> **WHAT YOU ARE ASKED TO DO**:
Each of the records below must be reproduced verbatim.

::::

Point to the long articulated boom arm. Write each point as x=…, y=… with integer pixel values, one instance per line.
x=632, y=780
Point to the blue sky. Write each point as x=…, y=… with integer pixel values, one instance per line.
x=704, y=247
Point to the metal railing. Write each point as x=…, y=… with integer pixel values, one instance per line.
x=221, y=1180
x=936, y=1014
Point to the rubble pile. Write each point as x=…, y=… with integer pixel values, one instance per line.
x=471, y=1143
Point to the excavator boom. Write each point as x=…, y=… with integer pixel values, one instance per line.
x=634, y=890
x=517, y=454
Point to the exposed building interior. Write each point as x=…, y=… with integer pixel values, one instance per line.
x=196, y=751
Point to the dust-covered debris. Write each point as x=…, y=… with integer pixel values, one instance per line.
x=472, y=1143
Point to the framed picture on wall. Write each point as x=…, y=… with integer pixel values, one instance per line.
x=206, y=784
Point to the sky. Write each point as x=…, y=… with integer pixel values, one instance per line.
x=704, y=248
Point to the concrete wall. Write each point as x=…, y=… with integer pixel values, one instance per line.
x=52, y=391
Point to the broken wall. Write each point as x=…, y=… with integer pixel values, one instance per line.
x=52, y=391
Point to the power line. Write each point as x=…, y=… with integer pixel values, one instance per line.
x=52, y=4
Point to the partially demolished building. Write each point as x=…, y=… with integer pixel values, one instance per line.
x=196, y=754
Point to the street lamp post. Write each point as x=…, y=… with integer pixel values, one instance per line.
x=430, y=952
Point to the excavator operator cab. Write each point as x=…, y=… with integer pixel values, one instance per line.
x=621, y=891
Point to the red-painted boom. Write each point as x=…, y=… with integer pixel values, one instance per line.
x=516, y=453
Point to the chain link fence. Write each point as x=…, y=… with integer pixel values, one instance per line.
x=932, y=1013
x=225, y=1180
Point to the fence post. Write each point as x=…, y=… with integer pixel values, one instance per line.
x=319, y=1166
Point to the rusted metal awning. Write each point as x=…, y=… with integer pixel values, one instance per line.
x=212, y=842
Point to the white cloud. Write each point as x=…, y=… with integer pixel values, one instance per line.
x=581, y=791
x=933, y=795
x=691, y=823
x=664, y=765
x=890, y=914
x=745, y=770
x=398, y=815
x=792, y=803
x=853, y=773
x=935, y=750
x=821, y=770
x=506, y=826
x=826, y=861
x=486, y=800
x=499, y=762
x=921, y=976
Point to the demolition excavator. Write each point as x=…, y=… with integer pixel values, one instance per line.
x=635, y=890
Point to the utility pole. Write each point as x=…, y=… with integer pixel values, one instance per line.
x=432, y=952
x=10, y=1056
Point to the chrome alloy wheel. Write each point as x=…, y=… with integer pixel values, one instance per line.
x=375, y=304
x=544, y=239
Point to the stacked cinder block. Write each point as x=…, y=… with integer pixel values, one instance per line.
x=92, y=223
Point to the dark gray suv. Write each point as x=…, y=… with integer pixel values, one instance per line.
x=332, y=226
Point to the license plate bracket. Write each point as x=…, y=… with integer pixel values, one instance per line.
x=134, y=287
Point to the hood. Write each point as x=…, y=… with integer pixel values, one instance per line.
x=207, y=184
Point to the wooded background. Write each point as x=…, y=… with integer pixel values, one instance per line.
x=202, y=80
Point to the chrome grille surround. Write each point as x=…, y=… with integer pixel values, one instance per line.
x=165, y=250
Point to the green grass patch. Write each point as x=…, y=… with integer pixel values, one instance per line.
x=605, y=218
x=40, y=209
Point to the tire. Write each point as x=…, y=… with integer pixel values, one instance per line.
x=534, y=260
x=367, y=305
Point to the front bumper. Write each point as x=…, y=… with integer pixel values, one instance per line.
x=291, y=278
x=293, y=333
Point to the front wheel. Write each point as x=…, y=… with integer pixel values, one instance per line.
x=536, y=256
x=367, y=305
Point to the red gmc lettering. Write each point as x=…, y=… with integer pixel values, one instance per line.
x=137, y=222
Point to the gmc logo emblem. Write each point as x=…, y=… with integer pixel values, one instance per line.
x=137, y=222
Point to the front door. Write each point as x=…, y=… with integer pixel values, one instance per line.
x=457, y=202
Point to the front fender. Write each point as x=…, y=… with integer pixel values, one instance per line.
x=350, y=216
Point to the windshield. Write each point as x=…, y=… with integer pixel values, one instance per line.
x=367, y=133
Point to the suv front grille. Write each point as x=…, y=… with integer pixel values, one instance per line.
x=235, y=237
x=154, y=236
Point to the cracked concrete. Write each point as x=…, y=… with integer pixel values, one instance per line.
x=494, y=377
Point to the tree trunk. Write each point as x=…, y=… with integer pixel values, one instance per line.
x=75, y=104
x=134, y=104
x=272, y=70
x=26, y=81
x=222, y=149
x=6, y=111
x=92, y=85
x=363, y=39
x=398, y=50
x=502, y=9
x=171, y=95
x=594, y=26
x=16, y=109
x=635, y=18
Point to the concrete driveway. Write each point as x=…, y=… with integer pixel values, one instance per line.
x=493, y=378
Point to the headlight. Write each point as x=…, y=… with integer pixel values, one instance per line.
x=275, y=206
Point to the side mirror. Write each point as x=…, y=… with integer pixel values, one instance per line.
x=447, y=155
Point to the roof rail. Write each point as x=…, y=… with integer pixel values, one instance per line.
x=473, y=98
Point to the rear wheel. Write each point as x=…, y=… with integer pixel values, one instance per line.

::::

> **TASK RESULT**:
Point to the long articulated boom arm. Write each point as x=…, y=… with integer pixel values, one instance per line.
x=632, y=780
Point to the blue sky. Write each point as x=…, y=… with integer pixel values, one instance per line.
x=704, y=247
Point to the metal railing. Write each point as x=…, y=… with integer pixel values, one instance per line.
x=221, y=1180
x=936, y=1014
Point to the rubble pile. Write each point as x=…, y=… with integer pixel values, one instance per line.
x=471, y=1143
Point to the excavator boom. Write each point as x=…, y=… with integer pixel values, one instance per line.
x=634, y=890
x=517, y=454
Point to the exposed building interior. Write each point as x=…, y=… with integer pixel values, one instance per line.
x=196, y=751
Point to the dust-covered debris. Write each point as x=…, y=… with integer pixel values, one instance per line.
x=472, y=1143
Point to the framed picture on wall. Write each point as x=…, y=… with integer pixel values, one instance per line.
x=206, y=784
Point to the sky. Write each point as x=…, y=… with integer pixel values, one instance per line.
x=704, y=248
Point to the concrete wall. Write each point as x=…, y=… with integer pixel values, one instance per line.
x=52, y=391
Point to the broken wall. Write each point as x=…, y=… with integer pixel values, one instance per line.
x=52, y=391
Point to the power line. Write each point as x=…, y=… with integer pixel values, one instance per line.
x=52, y=4
Point to the partially demolished building. Write each point as x=…, y=… with integer pixel values, one instance per line.
x=196, y=754
Point to the street lamp post. Write each point as x=…, y=… with integer pixel values, one instance per line.
x=430, y=952
Point to the excavator operator cab. Write each point as x=…, y=… with integer pixel values, one instance per line.
x=621, y=891
Point to the red-painted boom. Write each point as x=…, y=… with integer pixel values, one instance per line.
x=516, y=453
Point to the chain link fence. Write each point as x=…, y=… with integer pixel values, one instance per line.
x=932, y=1013
x=225, y=1180
Point to the fence post. Write each point as x=…, y=… with integer pixel values, one instance per line.
x=319, y=1166
Point to the rusted metal awning. Write each point as x=…, y=… with integer pixel values, one instance per line.
x=212, y=842
Point to the white cloud. Write each point as x=…, y=… with integer pixel values, one instance per line.
x=581, y=791
x=933, y=795
x=691, y=823
x=664, y=765
x=890, y=914
x=745, y=770
x=398, y=815
x=792, y=803
x=853, y=773
x=935, y=750
x=821, y=770
x=506, y=826
x=826, y=861
x=486, y=800
x=499, y=762
x=921, y=976
Point to the demolition excavator. Write each point as x=…, y=… with integer pixel values, one instance per line.
x=635, y=890
Point to the utility pole. Write each point as x=…, y=… with integer pixel values, one instance per line.
x=432, y=952
x=10, y=1056
Point to the chrome alloy wheel. Write each point as x=…, y=… with integer pixel values, one instance per line.
x=375, y=304
x=544, y=239
Point to the stacked cinder block. Write each point as x=…, y=… with integer pixel values, one instance per line.
x=92, y=223
Point to the dark gray suv. Write each point as x=…, y=… with integer pixel values, one instance per line.
x=332, y=226
Point to the license plate bracket. Write each point as x=…, y=… with integer pixel values, one instance per line.
x=134, y=287
Point to the hood. Write each point as x=…, y=… with integer pixel values, one instance per line.
x=207, y=184
Point to the wooded background. Write each point as x=…, y=… with integer pixel values, one instance per line.
x=202, y=80
Point to the chrome grille surround. Write each point as x=…, y=… with integer pixel values, one instance per line.
x=165, y=250
Point to the green grass patch. Write each point as x=…, y=… with integer pixel values, one instance per line.
x=605, y=218
x=40, y=209
Point to the tire. Write each point as x=…, y=… with integer pixel values, one instance per line.
x=534, y=260
x=367, y=305
Point to the front bumper. Write each point as x=…, y=… with integer pixel values, one instance per line.
x=291, y=278
x=293, y=333
Point to the front wheel. Write each point as x=…, y=… with integer pixel values, one instance per line.
x=536, y=256
x=367, y=305
Point to the red gmc lettering. Write each point as x=…, y=… with integer pixel values, one instance per line.
x=137, y=222
Point to the gmc logo emblem. Write each point as x=…, y=… with integer pixel values, one instance per line.
x=137, y=222
Point to the front door. Write each point as x=…, y=… with integer pixel values, one instance per line.
x=457, y=202
Point to the front fender. Write each point as x=…, y=… with integer pixel values, one instance per line.
x=350, y=216
Point to the windshield. Write each point as x=…, y=… with integer pixel values, one instance per line.
x=367, y=133
Point to the suv front grille. Write each point as x=…, y=… with integer pixel values, one instance per line.
x=235, y=237
x=154, y=236
Point to the cracked concrete. Write each point as x=…, y=… with integer pixel values, one instance per line.
x=494, y=377
Point to the tree trunk. Write each point as x=…, y=… with integer pixel values, one instance per line.
x=75, y=104
x=134, y=104
x=272, y=70
x=26, y=81
x=222, y=149
x=6, y=111
x=92, y=85
x=363, y=39
x=398, y=50
x=502, y=9
x=171, y=95
x=594, y=26
x=16, y=109
x=635, y=18
Point to the concrete driveway. Write each point as x=…, y=… with integer pixel values, one instance per line.
x=493, y=378
Point to the headlight. Write each point as x=…, y=… with integer pixel values, one instance per line.
x=275, y=206
Point to the side mirror. Write each point as x=…, y=… with integer pixel values, one instance per line.
x=447, y=155
Point to the roof rail. Write each point as x=…, y=… with integer pixel values, one instance per line.
x=473, y=98
Point to the rear wheel. Write each point as x=…, y=… with integer pixel values, one instance per line.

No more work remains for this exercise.